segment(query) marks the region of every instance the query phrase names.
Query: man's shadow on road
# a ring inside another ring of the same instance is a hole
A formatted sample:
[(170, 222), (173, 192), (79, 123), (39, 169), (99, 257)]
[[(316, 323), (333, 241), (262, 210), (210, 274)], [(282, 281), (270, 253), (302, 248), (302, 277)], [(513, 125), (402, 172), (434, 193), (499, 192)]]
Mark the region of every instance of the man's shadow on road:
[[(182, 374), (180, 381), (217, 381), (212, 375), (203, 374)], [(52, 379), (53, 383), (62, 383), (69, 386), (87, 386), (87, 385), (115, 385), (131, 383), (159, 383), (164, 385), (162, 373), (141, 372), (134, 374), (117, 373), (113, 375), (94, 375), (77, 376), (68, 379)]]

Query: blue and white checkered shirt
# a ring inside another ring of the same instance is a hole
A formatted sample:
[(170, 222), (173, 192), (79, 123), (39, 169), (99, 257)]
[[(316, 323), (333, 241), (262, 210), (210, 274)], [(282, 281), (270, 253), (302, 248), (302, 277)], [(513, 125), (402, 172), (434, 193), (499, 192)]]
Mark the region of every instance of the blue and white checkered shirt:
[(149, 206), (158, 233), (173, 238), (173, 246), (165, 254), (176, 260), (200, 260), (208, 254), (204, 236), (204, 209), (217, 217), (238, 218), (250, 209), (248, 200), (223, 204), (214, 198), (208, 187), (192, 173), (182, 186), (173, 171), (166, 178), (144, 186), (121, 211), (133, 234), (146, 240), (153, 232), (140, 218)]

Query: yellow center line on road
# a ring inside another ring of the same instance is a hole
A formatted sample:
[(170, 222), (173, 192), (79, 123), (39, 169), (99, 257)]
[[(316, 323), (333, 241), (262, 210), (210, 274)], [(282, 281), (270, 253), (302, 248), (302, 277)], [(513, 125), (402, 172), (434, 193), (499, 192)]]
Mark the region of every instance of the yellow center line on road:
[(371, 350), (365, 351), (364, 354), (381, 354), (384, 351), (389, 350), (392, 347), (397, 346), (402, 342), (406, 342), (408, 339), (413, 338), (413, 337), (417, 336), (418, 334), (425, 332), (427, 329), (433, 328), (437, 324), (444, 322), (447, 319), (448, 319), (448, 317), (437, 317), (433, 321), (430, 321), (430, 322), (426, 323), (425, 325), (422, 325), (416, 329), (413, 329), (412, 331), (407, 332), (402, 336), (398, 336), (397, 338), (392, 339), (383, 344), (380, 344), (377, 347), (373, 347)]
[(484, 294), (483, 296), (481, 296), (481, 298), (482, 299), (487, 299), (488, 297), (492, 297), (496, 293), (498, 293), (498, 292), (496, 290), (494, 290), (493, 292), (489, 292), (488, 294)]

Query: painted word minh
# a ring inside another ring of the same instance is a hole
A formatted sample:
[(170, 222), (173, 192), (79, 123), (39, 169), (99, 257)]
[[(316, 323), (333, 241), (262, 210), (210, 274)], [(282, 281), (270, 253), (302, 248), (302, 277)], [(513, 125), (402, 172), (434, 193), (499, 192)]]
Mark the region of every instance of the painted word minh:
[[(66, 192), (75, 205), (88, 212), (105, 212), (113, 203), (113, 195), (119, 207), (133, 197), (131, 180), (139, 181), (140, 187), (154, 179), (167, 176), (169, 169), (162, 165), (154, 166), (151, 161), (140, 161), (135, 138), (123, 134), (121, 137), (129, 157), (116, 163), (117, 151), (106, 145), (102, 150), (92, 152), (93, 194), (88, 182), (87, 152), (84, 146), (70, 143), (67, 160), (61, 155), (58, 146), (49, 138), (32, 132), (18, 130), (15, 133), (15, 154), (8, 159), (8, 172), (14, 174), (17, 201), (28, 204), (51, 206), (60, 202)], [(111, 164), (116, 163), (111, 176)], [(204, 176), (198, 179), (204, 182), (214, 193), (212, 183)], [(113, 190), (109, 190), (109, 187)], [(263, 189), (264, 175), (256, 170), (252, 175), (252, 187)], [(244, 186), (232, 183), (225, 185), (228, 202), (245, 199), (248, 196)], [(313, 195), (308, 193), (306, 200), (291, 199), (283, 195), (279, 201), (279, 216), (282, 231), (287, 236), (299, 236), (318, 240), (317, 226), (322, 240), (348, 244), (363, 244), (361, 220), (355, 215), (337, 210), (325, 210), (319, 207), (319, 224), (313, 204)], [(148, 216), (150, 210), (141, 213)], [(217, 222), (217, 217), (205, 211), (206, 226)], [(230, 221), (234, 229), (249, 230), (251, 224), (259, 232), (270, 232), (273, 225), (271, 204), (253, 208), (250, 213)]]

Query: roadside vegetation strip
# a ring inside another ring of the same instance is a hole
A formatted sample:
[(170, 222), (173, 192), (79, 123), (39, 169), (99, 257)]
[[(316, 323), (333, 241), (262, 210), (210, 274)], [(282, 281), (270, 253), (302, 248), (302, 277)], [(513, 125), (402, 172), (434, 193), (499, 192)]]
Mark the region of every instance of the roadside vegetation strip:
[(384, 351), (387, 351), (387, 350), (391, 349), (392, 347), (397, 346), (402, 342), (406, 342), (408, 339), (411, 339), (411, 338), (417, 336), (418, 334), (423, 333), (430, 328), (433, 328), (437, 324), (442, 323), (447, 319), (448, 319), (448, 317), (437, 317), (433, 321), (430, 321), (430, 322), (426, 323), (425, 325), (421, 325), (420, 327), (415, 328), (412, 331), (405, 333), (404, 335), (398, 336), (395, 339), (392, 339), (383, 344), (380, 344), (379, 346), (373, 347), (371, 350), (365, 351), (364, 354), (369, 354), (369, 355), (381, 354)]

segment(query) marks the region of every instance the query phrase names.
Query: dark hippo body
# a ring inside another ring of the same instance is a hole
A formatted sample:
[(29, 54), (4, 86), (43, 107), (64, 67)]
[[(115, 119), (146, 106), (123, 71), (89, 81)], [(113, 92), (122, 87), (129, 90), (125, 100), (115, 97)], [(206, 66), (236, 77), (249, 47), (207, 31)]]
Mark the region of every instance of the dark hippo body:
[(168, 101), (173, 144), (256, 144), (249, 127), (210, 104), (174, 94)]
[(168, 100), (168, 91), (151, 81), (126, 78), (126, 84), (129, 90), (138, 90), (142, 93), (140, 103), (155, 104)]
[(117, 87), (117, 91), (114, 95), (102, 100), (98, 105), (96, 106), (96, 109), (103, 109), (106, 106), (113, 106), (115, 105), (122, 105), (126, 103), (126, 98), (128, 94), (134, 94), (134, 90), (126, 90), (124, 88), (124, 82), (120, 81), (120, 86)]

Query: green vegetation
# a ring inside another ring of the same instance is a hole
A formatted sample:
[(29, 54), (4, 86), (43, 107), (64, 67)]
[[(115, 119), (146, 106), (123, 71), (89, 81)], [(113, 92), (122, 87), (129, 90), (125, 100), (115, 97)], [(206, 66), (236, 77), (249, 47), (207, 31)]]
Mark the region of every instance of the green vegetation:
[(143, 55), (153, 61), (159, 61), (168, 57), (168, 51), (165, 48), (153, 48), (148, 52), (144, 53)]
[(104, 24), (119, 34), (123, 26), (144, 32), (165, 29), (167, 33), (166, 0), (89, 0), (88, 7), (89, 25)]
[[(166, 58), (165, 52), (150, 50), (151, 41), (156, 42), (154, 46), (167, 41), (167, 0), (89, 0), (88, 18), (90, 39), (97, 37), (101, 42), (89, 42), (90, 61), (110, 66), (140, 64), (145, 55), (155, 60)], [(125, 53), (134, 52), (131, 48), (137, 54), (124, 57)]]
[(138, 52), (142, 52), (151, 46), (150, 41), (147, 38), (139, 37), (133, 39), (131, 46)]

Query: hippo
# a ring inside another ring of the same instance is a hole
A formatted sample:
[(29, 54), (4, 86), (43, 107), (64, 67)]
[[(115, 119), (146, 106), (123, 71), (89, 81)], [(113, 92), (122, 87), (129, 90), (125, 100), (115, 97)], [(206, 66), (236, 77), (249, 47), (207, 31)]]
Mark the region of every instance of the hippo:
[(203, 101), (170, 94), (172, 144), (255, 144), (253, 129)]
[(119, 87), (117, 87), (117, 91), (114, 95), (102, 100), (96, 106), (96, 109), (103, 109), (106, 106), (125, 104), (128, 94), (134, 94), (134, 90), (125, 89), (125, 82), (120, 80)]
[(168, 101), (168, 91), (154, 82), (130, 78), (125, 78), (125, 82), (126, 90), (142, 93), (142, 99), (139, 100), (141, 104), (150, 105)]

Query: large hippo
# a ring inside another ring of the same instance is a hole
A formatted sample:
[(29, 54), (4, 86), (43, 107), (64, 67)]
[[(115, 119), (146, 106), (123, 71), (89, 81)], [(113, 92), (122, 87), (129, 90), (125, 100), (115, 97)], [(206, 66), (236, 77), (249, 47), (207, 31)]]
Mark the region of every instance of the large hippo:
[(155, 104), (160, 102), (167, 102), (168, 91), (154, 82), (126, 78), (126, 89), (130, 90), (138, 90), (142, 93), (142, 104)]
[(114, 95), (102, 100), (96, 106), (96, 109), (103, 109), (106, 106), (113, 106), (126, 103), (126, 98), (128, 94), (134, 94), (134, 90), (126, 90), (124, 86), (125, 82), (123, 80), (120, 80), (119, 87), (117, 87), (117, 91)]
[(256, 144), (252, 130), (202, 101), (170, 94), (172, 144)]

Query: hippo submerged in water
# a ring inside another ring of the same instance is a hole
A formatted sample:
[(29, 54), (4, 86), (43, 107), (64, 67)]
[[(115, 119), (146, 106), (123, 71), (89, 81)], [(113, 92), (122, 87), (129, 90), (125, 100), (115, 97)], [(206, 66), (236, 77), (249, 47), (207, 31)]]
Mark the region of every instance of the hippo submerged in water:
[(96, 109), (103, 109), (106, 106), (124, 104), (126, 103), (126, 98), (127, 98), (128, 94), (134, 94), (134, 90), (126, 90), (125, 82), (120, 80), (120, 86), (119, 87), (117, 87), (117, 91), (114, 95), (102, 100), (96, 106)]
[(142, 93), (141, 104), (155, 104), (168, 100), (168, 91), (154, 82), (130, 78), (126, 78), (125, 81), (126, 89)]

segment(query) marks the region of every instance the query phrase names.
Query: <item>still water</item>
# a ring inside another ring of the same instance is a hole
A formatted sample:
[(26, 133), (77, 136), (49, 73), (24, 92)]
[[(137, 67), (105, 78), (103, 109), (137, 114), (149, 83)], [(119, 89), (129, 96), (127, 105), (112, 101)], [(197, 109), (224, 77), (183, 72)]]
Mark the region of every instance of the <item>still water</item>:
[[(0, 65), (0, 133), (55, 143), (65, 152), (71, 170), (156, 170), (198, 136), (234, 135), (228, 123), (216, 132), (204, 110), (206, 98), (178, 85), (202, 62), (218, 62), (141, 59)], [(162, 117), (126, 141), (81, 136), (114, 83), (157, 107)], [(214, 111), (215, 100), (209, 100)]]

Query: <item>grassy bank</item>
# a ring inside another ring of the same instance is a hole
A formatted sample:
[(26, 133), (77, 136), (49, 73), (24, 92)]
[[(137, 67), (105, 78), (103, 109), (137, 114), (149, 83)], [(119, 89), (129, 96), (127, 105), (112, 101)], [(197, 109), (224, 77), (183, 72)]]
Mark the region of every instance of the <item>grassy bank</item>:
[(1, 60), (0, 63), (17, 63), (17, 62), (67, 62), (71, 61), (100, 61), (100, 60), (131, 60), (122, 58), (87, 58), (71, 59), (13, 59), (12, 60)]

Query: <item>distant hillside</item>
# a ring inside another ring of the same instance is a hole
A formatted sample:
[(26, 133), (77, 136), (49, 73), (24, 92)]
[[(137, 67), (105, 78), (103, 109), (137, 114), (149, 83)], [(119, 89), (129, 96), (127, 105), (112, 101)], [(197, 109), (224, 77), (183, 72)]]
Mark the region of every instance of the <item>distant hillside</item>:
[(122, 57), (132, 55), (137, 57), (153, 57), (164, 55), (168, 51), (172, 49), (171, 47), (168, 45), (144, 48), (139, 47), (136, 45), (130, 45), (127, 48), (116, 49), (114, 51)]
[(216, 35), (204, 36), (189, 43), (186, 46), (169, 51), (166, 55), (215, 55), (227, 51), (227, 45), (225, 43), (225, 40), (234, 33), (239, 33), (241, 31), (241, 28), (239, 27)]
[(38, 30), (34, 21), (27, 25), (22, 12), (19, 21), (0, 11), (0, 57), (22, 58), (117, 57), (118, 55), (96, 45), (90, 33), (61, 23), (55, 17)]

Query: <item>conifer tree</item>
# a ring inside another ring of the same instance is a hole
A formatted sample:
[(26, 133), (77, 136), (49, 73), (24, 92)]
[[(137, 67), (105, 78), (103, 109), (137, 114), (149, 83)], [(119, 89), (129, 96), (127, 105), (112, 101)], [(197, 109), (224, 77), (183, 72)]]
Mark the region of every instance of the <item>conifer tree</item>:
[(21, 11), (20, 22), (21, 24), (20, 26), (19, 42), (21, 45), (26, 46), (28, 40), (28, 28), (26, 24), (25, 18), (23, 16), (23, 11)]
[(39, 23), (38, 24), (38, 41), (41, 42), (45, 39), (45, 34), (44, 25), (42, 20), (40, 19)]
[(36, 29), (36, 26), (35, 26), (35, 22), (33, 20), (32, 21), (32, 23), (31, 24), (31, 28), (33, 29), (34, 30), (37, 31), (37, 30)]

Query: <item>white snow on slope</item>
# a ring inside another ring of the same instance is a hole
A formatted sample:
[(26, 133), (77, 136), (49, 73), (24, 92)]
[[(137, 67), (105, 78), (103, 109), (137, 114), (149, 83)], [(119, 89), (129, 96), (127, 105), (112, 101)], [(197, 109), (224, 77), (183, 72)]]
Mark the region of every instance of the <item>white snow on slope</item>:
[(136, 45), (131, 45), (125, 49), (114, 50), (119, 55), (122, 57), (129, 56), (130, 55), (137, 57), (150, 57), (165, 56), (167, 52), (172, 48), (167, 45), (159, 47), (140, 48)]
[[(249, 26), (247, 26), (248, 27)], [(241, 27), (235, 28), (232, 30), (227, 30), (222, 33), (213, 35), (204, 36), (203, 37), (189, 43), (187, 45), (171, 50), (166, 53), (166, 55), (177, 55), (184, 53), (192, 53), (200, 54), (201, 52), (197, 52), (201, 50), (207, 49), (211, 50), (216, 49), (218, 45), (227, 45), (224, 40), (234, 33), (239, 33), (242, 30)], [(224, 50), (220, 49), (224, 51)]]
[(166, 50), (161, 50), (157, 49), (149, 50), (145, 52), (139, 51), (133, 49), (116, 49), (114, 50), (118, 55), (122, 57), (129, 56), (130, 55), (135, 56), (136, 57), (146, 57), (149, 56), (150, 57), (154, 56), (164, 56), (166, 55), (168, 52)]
════════════════════
Problem: Write out the data without any change, from the line with "Query: hippo submerged in water" to the line with "100), (209, 100)]]", both lines included.

Exercise solution:
Query: hippo submerged in water
# a ring inside another ring of the same instance is a hole
A formatted sample:
[(29, 54), (4, 86), (43, 107), (64, 67)]
[[(115, 119), (146, 106), (123, 71), (89, 81)], [(113, 92), (122, 87), (129, 90), (125, 100), (115, 97)], [(206, 66), (236, 77), (249, 47), (207, 31)]]
Mark the region of every instance of the hippo submerged in water:
[(96, 109), (103, 109), (106, 106), (124, 104), (126, 103), (126, 98), (127, 98), (128, 94), (134, 94), (134, 90), (126, 90), (125, 82), (120, 80), (120, 86), (119, 87), (117, 87), (117, 91), (114, 95), (102, 100), (96, 106)]
[(142, 93), (141, 104), (155, 104), (168, 100), (168, 91), (154, 82), (130, 78), (126, 78), (125, 81), (126, 89)]

segment(query) marks the region of every instance the query phrase names.
Query: <item>still water</item>
# a ring inside another ring of the same instance is a hole
A formatted sample:
[(26, 133), (77, 136), (49, 73), (24, 92)]
[[(137, 67), (105, 78), (103, 109), (137, 114), (149, 83)], [(119, 89), (129, 96), (127, 105), (112, 101)], [(197, 109), (224, 77), (183, 72)]]
Mark the region of every instance of the <item>still water</item>:
[[(0, 65), (0, 133), (55, 143), (65, 152), (71, 170), (156, 170), (198, 136), (234, 135), (228, 123), (216, 132), (204, 110), (206, 98), (178, 85), (202, 62), (218, 62), (141, 59)], [(162, 117), (126, 141), (81, 136), (114, 83), (157, 107)], [(214, 111), (215, 100), (209, 100)]]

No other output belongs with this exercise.